▸ **Given problem**: Output the items below as a two-column CSV with the columns "prompt" and "points", one row per item. Put each item's text and its answer in one quoted field apiece, with line breaks replaced by spaces.

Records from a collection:
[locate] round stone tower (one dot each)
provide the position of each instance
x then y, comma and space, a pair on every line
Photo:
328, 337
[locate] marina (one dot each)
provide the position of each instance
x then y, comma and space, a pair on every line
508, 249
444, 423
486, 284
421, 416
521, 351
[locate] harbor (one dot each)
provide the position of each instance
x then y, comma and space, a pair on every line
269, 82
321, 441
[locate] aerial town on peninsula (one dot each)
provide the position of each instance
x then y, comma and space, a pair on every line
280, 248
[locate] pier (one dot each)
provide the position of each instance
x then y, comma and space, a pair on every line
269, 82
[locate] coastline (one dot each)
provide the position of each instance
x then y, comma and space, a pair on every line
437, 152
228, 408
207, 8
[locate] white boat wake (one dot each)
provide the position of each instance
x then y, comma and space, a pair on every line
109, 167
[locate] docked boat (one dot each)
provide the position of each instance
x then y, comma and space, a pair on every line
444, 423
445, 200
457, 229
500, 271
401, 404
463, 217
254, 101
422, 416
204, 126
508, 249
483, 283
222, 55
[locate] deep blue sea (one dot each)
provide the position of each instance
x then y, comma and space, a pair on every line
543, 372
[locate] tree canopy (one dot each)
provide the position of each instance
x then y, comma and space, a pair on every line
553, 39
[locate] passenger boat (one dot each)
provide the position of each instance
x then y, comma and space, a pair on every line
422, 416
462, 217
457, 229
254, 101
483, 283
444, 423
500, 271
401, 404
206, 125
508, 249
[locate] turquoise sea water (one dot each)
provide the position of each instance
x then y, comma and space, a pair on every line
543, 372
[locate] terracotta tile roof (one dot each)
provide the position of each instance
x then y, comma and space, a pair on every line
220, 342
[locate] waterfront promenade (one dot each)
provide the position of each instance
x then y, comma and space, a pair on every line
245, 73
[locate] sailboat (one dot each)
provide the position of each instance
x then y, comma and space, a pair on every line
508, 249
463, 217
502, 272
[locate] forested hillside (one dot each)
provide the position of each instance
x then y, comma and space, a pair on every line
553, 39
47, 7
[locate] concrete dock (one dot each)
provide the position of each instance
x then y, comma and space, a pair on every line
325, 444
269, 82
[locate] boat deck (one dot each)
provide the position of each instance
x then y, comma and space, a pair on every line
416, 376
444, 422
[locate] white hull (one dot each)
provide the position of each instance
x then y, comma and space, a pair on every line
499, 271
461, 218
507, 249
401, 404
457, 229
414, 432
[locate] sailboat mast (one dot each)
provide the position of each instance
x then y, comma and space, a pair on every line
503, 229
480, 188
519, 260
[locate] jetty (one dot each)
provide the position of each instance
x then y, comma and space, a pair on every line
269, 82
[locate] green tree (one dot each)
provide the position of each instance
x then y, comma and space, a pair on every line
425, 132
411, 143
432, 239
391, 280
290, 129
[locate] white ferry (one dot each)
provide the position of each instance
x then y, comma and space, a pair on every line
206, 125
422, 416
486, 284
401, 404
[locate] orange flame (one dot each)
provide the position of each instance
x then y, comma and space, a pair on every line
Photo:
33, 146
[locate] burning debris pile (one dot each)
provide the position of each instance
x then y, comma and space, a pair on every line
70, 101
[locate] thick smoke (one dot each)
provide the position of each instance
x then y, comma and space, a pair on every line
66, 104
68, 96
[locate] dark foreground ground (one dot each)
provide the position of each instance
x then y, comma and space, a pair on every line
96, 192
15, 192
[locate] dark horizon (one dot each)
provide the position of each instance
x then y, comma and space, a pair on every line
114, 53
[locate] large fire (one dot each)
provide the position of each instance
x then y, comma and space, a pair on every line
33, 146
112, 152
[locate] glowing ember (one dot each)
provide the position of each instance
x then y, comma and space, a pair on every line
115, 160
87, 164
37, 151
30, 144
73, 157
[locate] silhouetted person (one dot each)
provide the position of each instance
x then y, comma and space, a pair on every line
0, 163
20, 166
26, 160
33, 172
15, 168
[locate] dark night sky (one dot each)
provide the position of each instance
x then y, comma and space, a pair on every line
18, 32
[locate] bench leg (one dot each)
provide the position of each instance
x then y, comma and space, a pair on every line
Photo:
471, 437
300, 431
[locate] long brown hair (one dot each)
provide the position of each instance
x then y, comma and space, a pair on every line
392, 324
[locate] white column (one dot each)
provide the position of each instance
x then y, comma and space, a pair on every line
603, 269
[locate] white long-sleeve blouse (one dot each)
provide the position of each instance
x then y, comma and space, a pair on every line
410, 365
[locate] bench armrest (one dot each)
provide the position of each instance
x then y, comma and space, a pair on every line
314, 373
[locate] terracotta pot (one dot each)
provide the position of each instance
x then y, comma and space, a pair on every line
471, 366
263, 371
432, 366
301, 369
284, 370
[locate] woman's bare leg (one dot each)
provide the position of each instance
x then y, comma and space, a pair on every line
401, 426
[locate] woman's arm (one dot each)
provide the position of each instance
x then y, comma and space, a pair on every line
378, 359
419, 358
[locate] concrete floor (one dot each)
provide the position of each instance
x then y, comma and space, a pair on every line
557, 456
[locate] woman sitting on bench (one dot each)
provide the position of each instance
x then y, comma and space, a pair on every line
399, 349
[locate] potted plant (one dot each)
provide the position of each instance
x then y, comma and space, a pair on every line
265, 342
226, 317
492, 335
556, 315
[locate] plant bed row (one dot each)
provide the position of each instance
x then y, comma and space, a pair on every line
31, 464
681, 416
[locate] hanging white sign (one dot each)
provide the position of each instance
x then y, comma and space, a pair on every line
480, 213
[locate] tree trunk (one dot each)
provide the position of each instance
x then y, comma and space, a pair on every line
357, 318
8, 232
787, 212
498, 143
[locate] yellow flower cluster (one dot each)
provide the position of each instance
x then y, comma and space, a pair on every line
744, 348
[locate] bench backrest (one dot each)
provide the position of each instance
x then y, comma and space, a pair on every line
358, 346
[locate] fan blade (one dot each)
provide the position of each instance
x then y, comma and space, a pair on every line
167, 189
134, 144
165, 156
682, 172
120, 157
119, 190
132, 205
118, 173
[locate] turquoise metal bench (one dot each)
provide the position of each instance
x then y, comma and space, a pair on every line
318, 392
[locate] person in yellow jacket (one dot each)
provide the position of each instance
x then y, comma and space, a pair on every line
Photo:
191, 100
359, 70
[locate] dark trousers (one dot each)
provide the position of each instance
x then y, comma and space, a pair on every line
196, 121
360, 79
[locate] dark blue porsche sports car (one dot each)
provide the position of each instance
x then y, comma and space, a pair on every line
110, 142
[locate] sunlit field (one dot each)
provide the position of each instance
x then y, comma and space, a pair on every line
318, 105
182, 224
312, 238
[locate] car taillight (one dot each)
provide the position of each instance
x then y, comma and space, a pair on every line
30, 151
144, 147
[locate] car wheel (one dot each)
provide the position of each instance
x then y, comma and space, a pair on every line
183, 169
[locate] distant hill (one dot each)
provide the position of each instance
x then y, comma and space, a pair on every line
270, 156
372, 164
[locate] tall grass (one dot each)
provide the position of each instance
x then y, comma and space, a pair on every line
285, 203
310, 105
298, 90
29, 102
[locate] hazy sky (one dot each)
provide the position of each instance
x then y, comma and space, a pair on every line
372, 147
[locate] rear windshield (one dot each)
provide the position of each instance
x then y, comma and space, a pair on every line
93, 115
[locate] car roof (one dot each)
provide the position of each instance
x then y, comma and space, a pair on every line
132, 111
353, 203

▸ **Solution to the problem**:
prompt,points
"[locate] round stone tower (one dot each) provide the position of each instance x then y, comma and space, a pair on every line Photo:","328, 337"
"[locate] marina (one dot each) provide the position of each instance x then y, comma and space, a pair on every line","508, 249 444, 423 486, 284 421, 416 521, 351"
"[locate] harbor (one dot each) provide the position of each instance x then y, comma and space, a pair on every line","269, 82 321, 441"
"[locate] aerial town on peninsula (one dot each) provide the position of each instance x then y, comma and space, a pair on every line","280, 248"
"[locate] pier (one dot each) provide the position of each instance x then y, comma and space, a pair on every line","269, 82"
"[locate] coastline (one dot each) provide the position of each instance x then y, comma and space, a pair on every line","437, 152 228, 408 207, 8"
"[locate] white boat wake (one dot each) provide the position of each instance x then y, comma and space, a pair on every line","109, 167"
"[locate] docked boat (one dot each) provide the position of each instance x then y, comma and space, a pair on every line","444, 423 445, 200 457, 229 500, 271 401, 404 463, 217 254, 101 422, 416 204, 126 508, 249 483, 283 222, 55"
"[locate] deep blue sea (one dot each) provide the position of each instance x then y, comma and space, a pair on every line","543, 372"
"[locate] tree canopy (one dot each) provide the position of each instance x then y, comma and space, a pair on every line","553, 39"
"[locate] passenger boat (one dot each) provide the position of each instance x then y, comma and space, a pair on every line","422, 416 462, 217 457, 229 254, 101 483, 283 444, 423 500, 271 401, 404 206, 125 508, 249"
"[locate] turquoise sea water (one dot each) provide the position of each instance x then y, comma and space, a pair on every line","543, 372"
"[locate] terracotta tile roof (one dot each) provide the position of each instance x then y, comma and space, a pair on every line","220, 342"
"[locate] waterfront promenade (one dot each) provide the position of each instance x then y, comma and space, a pair on every line","245, 73"
"[locate] sailboat (one dot each) provide the position of each instance x then y, comma and space, a pair on every line","508, 249 463, 217 502, 272"
"[locate] forested hillside (one dot each) provide the position of each instance x then y, comma and space, a pair on every line","553, 39 47, 7"
"[locate] concrete dock (one dot each) provide the position of each instance x then y, comma and space, a pair on every line","325, 444 269, 82"
"[locate] boat deck (one dot each) provide the position of each instance x then y, comma and space, a pair on every line","416, 376 444, 422"
"[locate] white hull (one dot each) provide the position of each instance x then y, comma and space, a pair on every line","499, 271 461, 218 507, 249 401, 404 457, 229 414, 432"
"[locate] sailboat mast (one dot each) provide the position of each instance x then y, comma and space, a pair on every line","503, 229 480, 188 519, 260"
"[locate] jetty (one dot each) provide the position of each instance x then y, comma and space, a pair on every line","269, 82"
"[locate] green tree (one dot each) provide the position of each instance x then y, comma and space, a pair on every line","425, 132 411, 143 432, 239 391, 280 290, 129"
"[locate] white ferry (one dot each) provide the position of each instance x then y, comma and space, a pair on every line","206, 125 422, 416 486, 284 401, 404"
"[locate] orange flame (one dot each) provide the position of each instance x then y, comma and space, a pair on every line Photo:","33, 146"
"[locate] burning debris pile (one dot each) provide the position of each instance x then y, comma and space, a pair on every line","70, 101"
"[locate] thick smoke (one dot each) provide the position of each instance x then y, comma and space, a pair on every line","66, 104 68, 96"
"[locate] dark foreground ground (one dot each) provide the position of each instance x then y, comma and space, a pair on every line","96, 192 15, 192"
"[locate] dark horizon (one dot each) provide the position of each instance x then y, comma and space, a pair on every line","114, 53"
"[locate] large fire (one dot each) provide the position of each instance x then y, comma and space, a pair on every line","33, 146 112, 152"
"[locate] glowing ember (one dot each) provide the position of each instance x then y, comma and space, a pair on every line","115, 160 87, 164 37, 151 30, 144 73, 157"
"[locate] silhouetted person (one dot each) provide the position of each instance x then y, comma and space, a pair on every line","0, 163 20, 166 26, 160 33, 172 15, 168"
"[locate] dark night sky (one dot each) provide the position of each instance x then y, comma and space, a pair on every line","18, 32"
"[locate] bench leg (one dot each) provide the position of each instance x then y, comma and space, a pair on every line Photo:","471, 437 300, 431"
"[locate] long brown hair (one dot each) provide the position of each instance x then y, comma and space, a pair on every line","392, 324"
"[locate] white column (one dot each) provide the position of each instance x then y, comma and space, a pair on every line","603, 269"
"[locate] white long-sleeve blouse (one dot each) provide the position of each instance x then y, comma and space, a pair on every line","410, 365"
"[locate] bench armrest (one dot each) provide the position of each instance x then y, comma and space, a pair on every line","314, 373"
"[locate] terracotta pot (one dot each) provide the position of each instance x then y, comma and space, a pair on every line","471, 366 263, 371 432, 366 301, 369 284, 370"
"[locate] woman's bare leg (one dot each) provide the position of each instance x then y, comma and space, a pair on every line","401, 426"
"[locate] woman's arm (one dot each) provide the position of each instance x then y, comma and space, a pair on every line","378, 359 419, 358"
"[locate] concrete floor (one dot each) provide the position of each instance x then y, comma and space, a pair on every line","557, 456"
"[locate] woman sitting on bench (one dot each) provide the position of each instance x then y, comma and space, a pair on every line","399, 349"
"[locate] potted plant (one dot each) provide the position of each instance x then y, comma and space, a pair on every line","265, 342 226, 317 492, 335 556, 315"
"[locate] plant bed row (one dot each) provide the position of each instance x then y, comma and space, a pair on every line","31, 464 681, 416"
"[locate] hanging white sign (one dot each) provide the position of each instance x then y, comma and space, a pair on every line","480, 213"
"[locate] tree trunk (one dot each) provide the position of each instance x then y, comma and space, a pair on every line","357, 318 8, 232 787, 212 498, 143"
"[locate] yellow flower cluster (one dot each) provide the position of each instance x then y, comma and space, a pair on every line","744, 348"
"[locate] bench backrest (one dot each) provide the position of each instance x then y, comma and space, a pair on every line","358, 346"
"[locate] fan blade (one dot each) provide the position of each instance x then y, comma and space, a pair on every line","167, 189 134, 144 165, 156 682, 172 120, 157 119, 190 132, 205 118, 173"
"[locate] turquoise metal bench (one dot each) provide the position of each instance x then y, comma and space, a pair on every line","318, 392"
"[locate] person in yellow jacket (one dot each) provide the position of each instance x then y, comma and space, a pair on every line Photo:","191, 100 359, 70"
"[locate] dark trousers (one dot each) provide the position of each instance x then y, comma and space, a pair on every line","196, 121 360, 79"
"[locate] dark blue porsche sports car (one dot each) provide the position of each instance x then y, comma and space, a pair on every line","110, 142"
"[locate] sunlit field (one dot each) provide the position of each instance x then y, comma and space, a pair on every line","318, 105 182, 224 312, 238"
"[locate] car taillight (one dot each) provide the position of each instance x then y, comma and space, a pair on every line","30, 151 144, 147"
"[locate] car wheel (one dot each) provide the position of each instance x then y, comma and space, a pair on every line","183, 169"
"[locate] distant hill (one dot each) provide the position of each instance x then y, comma and space, a pair on every line","270, 156 372, 164"
"[locate] tall grass (one dot each) provide the position of each instance x then y, comma and space, a pair on every line","285, 203 310, 105 298, 90 29, 102"
"[locate] hazy sky (one dot each) provide the position of each instance x then y, comma and space, a pair on every line","372, 147"
"[locate] rear windshield (one dot each) provide the position of each instance x then y, comma and space, a pair on every line","93, 115"
"[locate] car roof (one dot each) provide the position of each instance x then y, comma and space, a pair on every line","132, 111 353, 203"